READING PASSAGE ::

This is an excerpt from Physiology of Yoga, The by Andrew McGonigle & Matthew Peter Huy.
A review by Li and Goldsmith (2012) looked at the effects of yoga on anxiety and stress. The review included 35 studies and concluded that while yoga can relieve stress and anxiety, further investigation into this relationship using large, well-defined populations, adequate controls, randomization, and long duration should be explored before recommending yoga as a treatment option. In a systematic review of randomized controlled trials on the effects of yoga on stress measures and mood, the 25 studies that were included provided preliminary evidence to suggest that yoga leads to better regulation of the SNS and the HPA axis, as well as a decrease in depressive and anxious symptoms in a range of populations (Pascoe and Bauer 2015). A systematic review by Sharma and Haider (2013) focusing on the effect that yoga has on anxiety concluded that out of a total of 27 studies that met their inclusion criteria, 19 studies demonstrated a significant reduction in anxiety.

DATA EXTRACTS ::
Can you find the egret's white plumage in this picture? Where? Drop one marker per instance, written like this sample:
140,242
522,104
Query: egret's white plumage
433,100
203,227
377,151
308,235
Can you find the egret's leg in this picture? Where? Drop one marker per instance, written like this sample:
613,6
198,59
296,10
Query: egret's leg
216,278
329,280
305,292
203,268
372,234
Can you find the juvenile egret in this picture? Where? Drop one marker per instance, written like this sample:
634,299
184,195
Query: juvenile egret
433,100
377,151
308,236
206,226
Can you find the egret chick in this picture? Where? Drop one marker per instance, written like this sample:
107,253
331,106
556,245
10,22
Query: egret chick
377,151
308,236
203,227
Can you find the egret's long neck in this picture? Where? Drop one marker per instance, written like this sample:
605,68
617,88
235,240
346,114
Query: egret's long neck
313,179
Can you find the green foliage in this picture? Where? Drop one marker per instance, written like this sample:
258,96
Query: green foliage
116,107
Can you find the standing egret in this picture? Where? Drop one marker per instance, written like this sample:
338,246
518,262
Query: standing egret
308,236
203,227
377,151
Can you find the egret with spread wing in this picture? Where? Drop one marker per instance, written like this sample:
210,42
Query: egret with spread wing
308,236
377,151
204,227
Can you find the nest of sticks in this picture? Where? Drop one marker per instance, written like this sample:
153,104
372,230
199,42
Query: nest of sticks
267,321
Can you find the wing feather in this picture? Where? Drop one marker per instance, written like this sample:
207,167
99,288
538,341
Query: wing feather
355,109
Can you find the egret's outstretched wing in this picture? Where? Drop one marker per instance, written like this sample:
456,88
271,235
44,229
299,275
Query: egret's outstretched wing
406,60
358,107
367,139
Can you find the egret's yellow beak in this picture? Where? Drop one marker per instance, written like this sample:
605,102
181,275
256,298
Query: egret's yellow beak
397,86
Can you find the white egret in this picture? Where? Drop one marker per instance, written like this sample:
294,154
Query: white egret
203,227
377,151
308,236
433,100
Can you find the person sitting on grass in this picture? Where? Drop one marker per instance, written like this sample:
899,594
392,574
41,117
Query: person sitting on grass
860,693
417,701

---

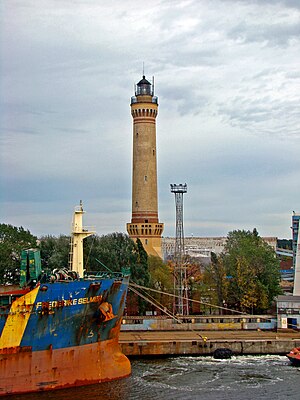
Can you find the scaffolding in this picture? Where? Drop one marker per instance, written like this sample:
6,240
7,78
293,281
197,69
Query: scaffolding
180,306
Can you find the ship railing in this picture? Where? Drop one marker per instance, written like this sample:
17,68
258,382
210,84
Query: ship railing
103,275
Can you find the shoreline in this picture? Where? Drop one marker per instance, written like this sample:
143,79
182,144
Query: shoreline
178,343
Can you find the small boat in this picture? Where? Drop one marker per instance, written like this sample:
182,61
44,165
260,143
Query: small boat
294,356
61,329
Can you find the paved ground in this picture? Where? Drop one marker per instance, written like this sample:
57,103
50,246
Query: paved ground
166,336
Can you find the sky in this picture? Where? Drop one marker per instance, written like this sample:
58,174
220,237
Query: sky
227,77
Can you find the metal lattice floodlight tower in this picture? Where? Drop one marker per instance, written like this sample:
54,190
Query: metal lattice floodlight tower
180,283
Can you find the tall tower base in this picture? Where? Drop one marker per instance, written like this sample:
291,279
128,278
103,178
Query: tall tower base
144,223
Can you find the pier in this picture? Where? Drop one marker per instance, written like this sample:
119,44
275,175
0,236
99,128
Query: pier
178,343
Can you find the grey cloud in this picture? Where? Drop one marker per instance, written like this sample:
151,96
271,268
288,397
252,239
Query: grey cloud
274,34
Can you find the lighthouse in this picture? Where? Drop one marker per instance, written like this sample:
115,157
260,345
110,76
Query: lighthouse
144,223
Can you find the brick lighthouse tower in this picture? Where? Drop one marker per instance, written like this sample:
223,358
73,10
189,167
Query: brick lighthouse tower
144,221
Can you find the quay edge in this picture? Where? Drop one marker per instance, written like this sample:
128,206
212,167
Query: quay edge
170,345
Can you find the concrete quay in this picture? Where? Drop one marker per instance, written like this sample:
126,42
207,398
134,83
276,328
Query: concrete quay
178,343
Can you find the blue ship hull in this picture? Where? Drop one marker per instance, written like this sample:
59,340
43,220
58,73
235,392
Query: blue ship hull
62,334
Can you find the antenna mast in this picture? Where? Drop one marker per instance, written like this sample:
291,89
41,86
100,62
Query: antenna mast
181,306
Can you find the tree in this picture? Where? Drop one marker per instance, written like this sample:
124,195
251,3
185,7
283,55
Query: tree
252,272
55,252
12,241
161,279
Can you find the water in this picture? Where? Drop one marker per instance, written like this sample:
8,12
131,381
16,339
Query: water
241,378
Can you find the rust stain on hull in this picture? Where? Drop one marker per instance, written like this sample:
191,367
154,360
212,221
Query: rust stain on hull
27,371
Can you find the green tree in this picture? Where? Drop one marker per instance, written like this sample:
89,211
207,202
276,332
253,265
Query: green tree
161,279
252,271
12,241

AIM OF THE EXERCISE ::
In the excerpt on yoga and stress, how many studies in the Sharma and Haider (2013) review showed a significant reduction in anxiety?

REPLY TO THE TASK ::
19 of the 27 studies that met the inclusion criteria.